- **What is expected**
Answer these questions from the article on copyright concerns in ChatGPT training:
1. How many years did Suchir Balaji spend at OpenAI before leaving?
2. Which popular website does the article name as experiencing significant traffic drops?
3. With whom has OpenAI secured licensing agreements?

- **Source document**
# # # #

Ex-OpenAI Researcher Exposes Copyright Law Violations in ChatGPT Training Process
OpenAI logo on laptop display
A former OpenAI researcher, Suchir Balaji, has revealed that the company potentially violated copyright laws while training ChatGPT and other AI models. After spending four years at OpenAI, Balaji left in August 2024 due to concerns about the company's data collection practices and its impact on the internet.
During his tenure, Balaji helped collect vast amounts of data to train OpenAI's large language models (LLMs). The company scraped data from various sources, including pirate sites, paywalled news content, and social media platforms, without considering copyright implications.
Key concerns raised by Balaji:
- Training AI models involves making unauthorized copies of copyrighted data
- The practice may not qualify as "fair use" under copyright law
- AI systems are threatening the viability of original content creators
- Popular websites like Stack Overflow are experiencing significant traffic drops
- Current AI regulation is insufficient to address these issues
While OpenAI has secured licensing agreements with some newspapers, it still faces lawsuits from authors whose works were used without consent. Balaji argues that regulation is necessary to address the growing concerns about AI's impact on copyright and content creation.

# # # #

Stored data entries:
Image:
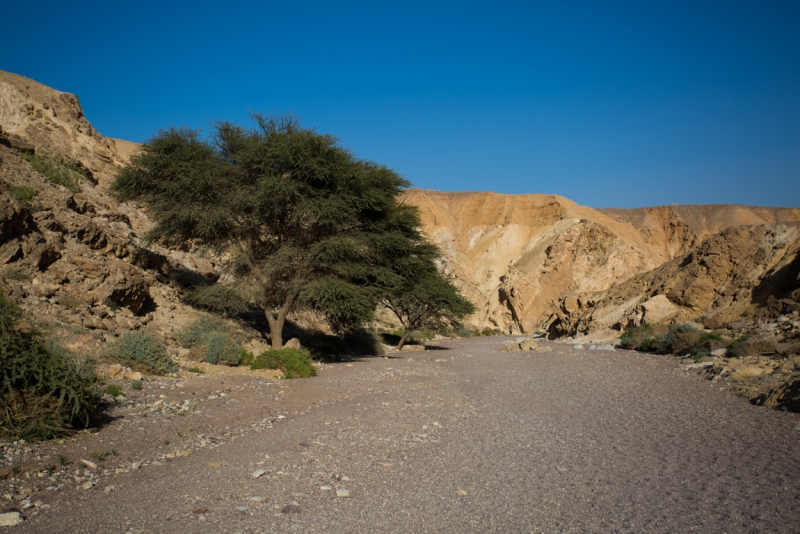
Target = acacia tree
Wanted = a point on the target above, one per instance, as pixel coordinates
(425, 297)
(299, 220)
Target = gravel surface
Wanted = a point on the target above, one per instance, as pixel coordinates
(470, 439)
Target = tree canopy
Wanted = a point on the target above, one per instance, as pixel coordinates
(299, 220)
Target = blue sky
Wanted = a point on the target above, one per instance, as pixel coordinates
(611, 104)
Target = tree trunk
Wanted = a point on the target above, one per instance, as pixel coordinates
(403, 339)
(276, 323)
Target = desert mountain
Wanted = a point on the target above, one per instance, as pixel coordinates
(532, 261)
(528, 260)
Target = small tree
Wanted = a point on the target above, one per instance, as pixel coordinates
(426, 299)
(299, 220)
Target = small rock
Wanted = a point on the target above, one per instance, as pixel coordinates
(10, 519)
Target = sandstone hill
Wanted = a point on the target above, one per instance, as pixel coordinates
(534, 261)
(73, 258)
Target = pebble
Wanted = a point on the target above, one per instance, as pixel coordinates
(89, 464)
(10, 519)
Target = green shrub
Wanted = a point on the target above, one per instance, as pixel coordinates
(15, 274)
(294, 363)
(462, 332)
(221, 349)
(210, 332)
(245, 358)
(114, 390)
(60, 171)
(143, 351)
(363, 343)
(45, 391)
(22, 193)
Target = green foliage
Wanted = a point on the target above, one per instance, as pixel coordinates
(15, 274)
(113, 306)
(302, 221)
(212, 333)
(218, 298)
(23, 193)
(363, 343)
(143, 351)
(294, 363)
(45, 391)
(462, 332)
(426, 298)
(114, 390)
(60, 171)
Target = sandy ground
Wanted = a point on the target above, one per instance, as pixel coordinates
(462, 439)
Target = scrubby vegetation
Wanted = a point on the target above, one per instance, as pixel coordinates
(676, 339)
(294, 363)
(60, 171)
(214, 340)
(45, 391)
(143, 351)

# # # #

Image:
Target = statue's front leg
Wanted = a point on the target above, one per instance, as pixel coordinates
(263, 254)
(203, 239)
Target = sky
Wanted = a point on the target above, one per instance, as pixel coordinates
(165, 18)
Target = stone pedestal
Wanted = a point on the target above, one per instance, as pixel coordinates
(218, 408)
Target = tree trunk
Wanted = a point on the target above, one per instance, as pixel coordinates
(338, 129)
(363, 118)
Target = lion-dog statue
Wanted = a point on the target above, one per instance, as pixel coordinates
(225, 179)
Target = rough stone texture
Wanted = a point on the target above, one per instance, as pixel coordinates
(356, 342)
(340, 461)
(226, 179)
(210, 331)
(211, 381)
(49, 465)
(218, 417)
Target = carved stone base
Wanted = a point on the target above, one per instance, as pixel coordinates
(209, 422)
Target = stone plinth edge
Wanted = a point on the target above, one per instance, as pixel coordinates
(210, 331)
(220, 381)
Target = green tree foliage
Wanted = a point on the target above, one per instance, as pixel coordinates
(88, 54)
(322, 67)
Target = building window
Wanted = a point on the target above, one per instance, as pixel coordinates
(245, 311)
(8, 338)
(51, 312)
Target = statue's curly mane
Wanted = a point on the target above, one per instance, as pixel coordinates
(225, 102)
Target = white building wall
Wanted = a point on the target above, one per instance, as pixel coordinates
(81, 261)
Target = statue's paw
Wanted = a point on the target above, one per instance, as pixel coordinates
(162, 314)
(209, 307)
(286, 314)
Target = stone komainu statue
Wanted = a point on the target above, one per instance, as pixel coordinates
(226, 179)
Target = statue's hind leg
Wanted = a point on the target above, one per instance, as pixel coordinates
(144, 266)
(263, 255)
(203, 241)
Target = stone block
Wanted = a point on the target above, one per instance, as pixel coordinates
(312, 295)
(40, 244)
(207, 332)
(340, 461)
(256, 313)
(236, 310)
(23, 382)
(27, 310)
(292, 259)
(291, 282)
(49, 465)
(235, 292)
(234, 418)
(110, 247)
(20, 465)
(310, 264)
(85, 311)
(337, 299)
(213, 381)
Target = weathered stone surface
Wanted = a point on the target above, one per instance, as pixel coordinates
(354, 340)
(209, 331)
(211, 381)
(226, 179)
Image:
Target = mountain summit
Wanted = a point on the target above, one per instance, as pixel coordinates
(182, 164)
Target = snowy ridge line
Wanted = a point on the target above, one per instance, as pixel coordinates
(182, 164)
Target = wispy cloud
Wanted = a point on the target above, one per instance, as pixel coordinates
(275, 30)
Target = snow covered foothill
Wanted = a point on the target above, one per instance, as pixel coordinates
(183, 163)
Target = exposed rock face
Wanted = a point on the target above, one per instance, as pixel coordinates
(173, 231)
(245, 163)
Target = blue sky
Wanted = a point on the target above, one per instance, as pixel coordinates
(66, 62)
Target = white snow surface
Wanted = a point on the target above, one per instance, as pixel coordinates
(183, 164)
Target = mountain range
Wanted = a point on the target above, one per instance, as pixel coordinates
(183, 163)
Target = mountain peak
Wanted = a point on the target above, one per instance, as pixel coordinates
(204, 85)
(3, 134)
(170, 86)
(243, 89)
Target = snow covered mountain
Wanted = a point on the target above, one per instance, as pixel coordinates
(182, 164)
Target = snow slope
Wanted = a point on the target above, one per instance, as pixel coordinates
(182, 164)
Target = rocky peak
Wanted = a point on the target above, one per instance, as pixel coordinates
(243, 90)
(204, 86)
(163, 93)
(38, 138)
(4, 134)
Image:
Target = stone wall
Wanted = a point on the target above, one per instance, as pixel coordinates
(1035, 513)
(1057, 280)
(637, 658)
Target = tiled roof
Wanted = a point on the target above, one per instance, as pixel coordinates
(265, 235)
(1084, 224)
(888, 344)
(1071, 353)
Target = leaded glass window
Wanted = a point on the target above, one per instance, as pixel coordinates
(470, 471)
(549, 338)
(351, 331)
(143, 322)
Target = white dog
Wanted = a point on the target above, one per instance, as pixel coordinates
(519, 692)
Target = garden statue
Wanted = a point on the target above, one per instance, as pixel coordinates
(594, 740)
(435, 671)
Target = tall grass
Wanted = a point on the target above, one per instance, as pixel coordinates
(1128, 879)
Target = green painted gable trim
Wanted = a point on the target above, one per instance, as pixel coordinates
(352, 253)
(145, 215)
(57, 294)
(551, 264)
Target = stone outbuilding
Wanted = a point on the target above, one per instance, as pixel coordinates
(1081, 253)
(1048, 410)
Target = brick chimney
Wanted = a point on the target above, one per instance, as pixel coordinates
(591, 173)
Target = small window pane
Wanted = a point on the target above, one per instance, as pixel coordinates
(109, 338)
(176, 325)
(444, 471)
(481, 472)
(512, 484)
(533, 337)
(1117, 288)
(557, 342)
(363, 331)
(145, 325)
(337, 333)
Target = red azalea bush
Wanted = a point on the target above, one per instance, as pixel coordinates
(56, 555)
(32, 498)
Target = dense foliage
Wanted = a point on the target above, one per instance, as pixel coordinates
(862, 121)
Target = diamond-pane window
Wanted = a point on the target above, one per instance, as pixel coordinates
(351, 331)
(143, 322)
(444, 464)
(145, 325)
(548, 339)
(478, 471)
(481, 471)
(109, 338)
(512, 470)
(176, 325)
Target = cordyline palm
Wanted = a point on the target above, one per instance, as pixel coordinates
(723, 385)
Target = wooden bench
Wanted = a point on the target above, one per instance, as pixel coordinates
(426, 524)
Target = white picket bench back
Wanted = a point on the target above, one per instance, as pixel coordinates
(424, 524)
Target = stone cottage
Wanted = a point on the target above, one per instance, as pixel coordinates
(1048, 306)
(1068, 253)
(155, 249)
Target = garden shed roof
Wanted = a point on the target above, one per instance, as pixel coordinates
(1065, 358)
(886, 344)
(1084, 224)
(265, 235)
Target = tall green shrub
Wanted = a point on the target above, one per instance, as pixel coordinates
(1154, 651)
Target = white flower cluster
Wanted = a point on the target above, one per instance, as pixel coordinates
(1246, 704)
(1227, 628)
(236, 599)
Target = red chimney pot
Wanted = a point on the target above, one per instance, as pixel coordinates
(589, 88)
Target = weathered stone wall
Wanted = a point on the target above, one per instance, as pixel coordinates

# # # #

- **Solution to the exercise**
1. Four years
2. Stack Overflow
3. Some newspapers